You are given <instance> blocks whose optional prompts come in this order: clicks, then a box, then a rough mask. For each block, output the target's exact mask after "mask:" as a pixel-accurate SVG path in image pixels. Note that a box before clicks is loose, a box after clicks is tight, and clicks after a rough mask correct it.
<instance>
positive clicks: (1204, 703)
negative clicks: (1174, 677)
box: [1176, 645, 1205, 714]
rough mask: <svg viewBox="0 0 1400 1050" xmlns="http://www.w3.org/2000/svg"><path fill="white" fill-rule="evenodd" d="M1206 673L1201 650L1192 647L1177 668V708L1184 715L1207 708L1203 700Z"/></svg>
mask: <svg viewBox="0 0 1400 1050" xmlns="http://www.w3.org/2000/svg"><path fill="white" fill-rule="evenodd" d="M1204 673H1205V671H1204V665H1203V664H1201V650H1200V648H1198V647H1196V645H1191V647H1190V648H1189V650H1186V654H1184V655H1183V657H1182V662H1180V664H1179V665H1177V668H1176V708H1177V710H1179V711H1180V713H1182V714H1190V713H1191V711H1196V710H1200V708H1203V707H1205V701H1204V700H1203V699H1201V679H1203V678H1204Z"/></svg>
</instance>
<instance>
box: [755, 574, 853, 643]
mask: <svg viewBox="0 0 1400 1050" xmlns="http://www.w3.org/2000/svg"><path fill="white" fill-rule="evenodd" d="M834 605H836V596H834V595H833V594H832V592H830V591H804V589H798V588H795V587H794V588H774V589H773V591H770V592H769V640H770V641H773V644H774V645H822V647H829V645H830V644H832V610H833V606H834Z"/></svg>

------------------------------------------------------------

> **What you should do**:
Reproduce the final stretch of the data above: every line from the one holding "positive clicks: (1204, 703)" through the end, inclusive, exactly as written and nothing else.

> **Expected answer**:
positive clicks: (1204, 703)
negative clicks: (1174, 677)
box: [1176, 645, 1205, 714]
rough mask: <svg viewBox="0 0 1400 1050" xmlns="http://www.w3.org/2000/svg"><path fill="white" fill-rule="evenodd" d="M1206 673L1201 650L1192 647L1177 668V708L1184 715L1207 708L1203 700Z"/></svg>
mask: <svg viewBox="0 0 1400 1050" xmlns="http://www.w3.org/2000/svg"><path fill="white" fill-rule="evenodd" d="M1204 673H1205V671H1204V665H1203V664H1201V650H1200V648H1198V647H1196V645H1191V647H1190V648H1189V650H1186V654H1184V655H1183V657H1182V662H1180V664H1179V665H1177V668H1176V708H1177V710H1179V711H1180V713H1182V714H1190V713H1191V711H1196V710H1200V708H1203V707H1205V701H1204V700H1203V699H1201V679H1203V678H1204Z"/></svg>
</instance>
<instance>
box: [755, 574, 853, 643]
mask: <svg viewBox="0 0 1400 1050" xmlns="http://www.w3.org/2000/svg"><path fill="white" fill-rule="evenodd" d="M834 605H836V596H834V595H833V594H832V592H830V591H804V589H798V588H795V587H794V588H774V589H773V591H770V592H769V640H770V641H773V644H774V645H822V647H829V645H830V644H832V610H833V606H834Z"/></svg>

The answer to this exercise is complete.